## DIRECTIONS
For each line below that contains the word "shrub", make a copy.

Saved entries
= Beginning of Section =
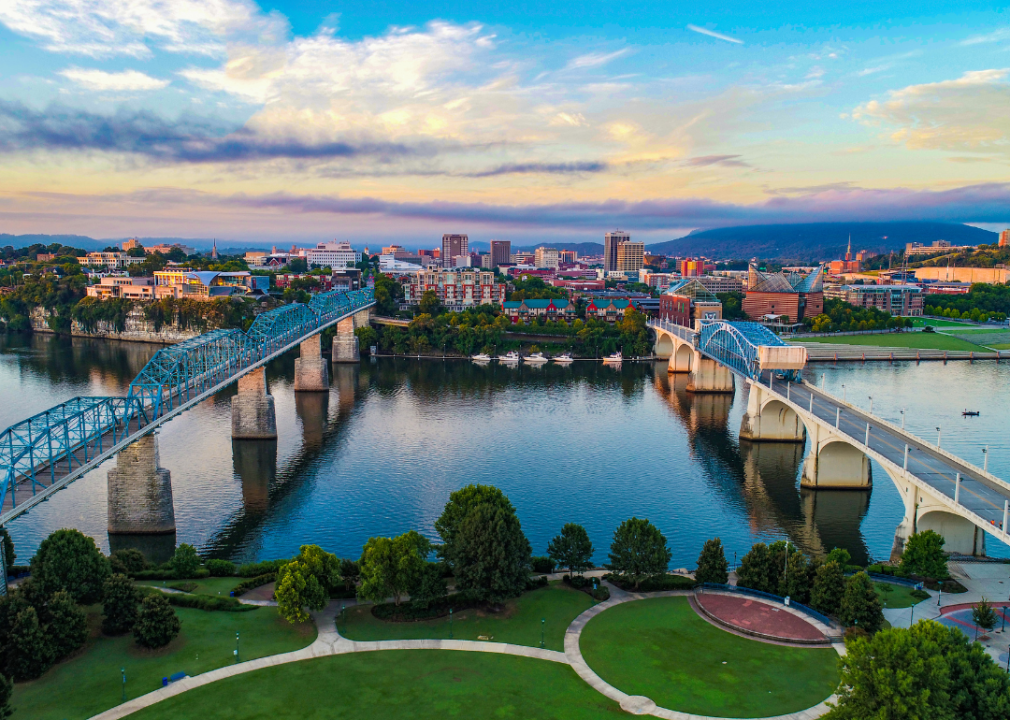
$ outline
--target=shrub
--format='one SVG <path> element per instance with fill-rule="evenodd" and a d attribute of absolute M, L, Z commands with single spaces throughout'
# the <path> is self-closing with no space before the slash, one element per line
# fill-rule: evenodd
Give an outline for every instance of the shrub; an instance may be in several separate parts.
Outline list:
= End of Section =
## SOLVED EXERCISE
--target=shrub
Give an outline for every instance of the shrub; an instance may be in several separate parts.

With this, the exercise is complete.